Referring expression data:
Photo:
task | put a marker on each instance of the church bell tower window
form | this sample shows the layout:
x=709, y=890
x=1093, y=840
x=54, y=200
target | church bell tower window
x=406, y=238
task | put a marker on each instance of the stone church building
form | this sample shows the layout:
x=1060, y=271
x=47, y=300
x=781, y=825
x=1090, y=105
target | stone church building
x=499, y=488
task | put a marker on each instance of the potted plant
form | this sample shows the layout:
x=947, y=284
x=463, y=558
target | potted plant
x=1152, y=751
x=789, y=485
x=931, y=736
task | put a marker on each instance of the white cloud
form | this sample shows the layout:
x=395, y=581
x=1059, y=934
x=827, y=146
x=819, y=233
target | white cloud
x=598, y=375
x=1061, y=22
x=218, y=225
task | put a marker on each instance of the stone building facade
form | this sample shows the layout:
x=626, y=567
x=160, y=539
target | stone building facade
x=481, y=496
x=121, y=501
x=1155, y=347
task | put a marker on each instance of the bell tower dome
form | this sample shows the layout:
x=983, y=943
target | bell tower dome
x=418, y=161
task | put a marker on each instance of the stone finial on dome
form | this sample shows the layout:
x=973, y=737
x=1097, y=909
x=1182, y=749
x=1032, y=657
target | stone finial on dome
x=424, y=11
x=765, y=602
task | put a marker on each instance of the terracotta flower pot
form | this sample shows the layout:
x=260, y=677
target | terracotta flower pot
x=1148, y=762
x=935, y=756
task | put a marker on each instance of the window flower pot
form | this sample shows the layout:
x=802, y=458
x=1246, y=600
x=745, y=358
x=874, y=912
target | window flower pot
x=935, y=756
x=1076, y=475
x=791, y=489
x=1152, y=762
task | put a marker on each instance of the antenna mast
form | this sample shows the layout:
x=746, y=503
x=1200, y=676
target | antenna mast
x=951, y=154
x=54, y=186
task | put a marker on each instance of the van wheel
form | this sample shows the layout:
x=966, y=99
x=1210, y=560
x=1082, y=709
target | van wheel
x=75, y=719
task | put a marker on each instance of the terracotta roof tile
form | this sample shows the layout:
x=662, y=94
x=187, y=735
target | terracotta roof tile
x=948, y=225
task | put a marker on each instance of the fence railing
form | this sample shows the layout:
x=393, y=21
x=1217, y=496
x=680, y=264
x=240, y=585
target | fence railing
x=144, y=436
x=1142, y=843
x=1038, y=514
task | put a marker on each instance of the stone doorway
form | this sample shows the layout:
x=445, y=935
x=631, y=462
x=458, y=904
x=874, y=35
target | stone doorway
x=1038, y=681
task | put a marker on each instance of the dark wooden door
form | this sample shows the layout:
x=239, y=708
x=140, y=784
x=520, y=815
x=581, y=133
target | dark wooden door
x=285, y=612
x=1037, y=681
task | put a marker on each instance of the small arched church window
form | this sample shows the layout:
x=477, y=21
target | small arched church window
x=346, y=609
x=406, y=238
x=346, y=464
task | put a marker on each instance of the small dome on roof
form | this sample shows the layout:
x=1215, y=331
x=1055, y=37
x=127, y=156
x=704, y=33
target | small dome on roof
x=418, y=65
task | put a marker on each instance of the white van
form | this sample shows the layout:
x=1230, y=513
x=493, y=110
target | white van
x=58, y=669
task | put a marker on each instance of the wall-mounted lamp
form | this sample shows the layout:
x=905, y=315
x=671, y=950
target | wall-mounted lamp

* **Exercise brief**: Would you write out all of the data again, unchanged?

* **Task result**:
Photo:
task | put a marker on each instance of the church bell tower window
form | this sample shows the layout:
x=709, y=890
x=1093, y=840
x=54, y=200
target | church bell tower window
x=406, y=238
task | put a marker on each instance of the stone church building
form | this sample shows the layout:
x=1060, y=271
x=47, y=300
x=781, y=825
x=1090, y=105
target | stone church building
x=499, y=488
task | put a marker on each instance of the potted plant
form | this sample shows the layout:
x=947, y=284
x=463, y=558
target | potted plant
x=1152, y=751
x=789, y=485
x=931, y=736
task | put a marker on each instance of the white cloud
form | this sample shows the layout:
x=395, y=581
x=1059, y=934
x=827, y=146
x=819, y=233
target | white cloud
x=598, y=375
x=1061, y=22
x=218, y=225
task | put a marker on each instance of the stone building facade
form | this sample shows the layout:
x=626, y=567
x=160, y=539
target | stone building facade
x=481, y=496
x=121, y=501
x=1155, y=347
task | put a marker on each instance of the bell tower dome
form | this sample shows the layout:
x=983, y=943
target | bell tower dome
x=418, y=161
task | put a marker on each instance of the stone finial on dome
form | this sample shows the layout:
x=973, y=737
x=1097, y=909
x=1182, y=749
x=1032, y=657
target | stone finial on dome
x=424, y=11
x=765, y=602
task | put a marker on each instance of the terracotta flower pot
form | this sample shows the layout:
x=260, y=677
target | terracotta flower pot
x=1148, y=762
x=935, y=756
task | put a marker on each instance of the window flower pot
form | this sample shows the layout:
x=802, y=458
x=1246, y=600
x=745, y=358
x=874, y=912
target | window flower pot
x=935, y=756
x=1076, y=475
x=791, y=489
x=1152, y=762
task | put a marker on each instance of the antenna mast
form | this sample shows the layout:
x=746, y=503
x=1200, y=676
target | antenna mast
x=951, y=154
x=54, y=186
task | put a marker on each instance of the van wheel
form | this sample shows the layout:
x=966, y=99
x=1210, y=560
x=1082, y=709
target | van wheel
x=75, y=719
task | put a marker on each instance of the terracotta roof tile
form | this sample shows the layout:
x=662, y=94
x=187, y=735
target | terracotta roof tile
x=948, y=225
task | put a marker on each instance of the fence railing
form | this sample shows the layout:
x=393, y=21
x=1217, y=496
x=680, y=264
x=240, y=585
target | fence railing
x=144, y=436
x=1142, y=843
x=1038, y=514
task | put a marker on each instance of the stone doorway
form | this sample shows the layout:
x=445, y=935
x=631, y=462
x=458, y=904
x=874, y=35
target | stone doorway
x=1038, y=681
task | put a marker on each instance of the dark wooden door
form | this sample shows the layout:
x=239, y=708
x=140, y=784
x=520, y=815
x=581, y=133
target | dark wooden door
x=285, y=612
x=1037, y=681
task | put a marker on each instance of the small arched church window
form | this sample shows the layout:
x=477, y=21
target | small arched church window
x=346, y=609
x=406, y=238
x=346, y=464
task | put a marker on each instance of the small dome on roof
form | this sample shows the layout:
x=1215, y=331
x=1055, y=37
x=127, y=156
x=704, y=33
target | small dome on roof
x=418, y=65
task | put a marker on each instance of the white van
form | this sample shows the layout:
x=1230, y=513
x=493, y=110
target | white van
x=58, y=669
task | put a marker on each instance of the wall-mounted lamp
form | this sample shows the layout:
x=905, y=315
x=671, y=950
target | wall-mounted lamp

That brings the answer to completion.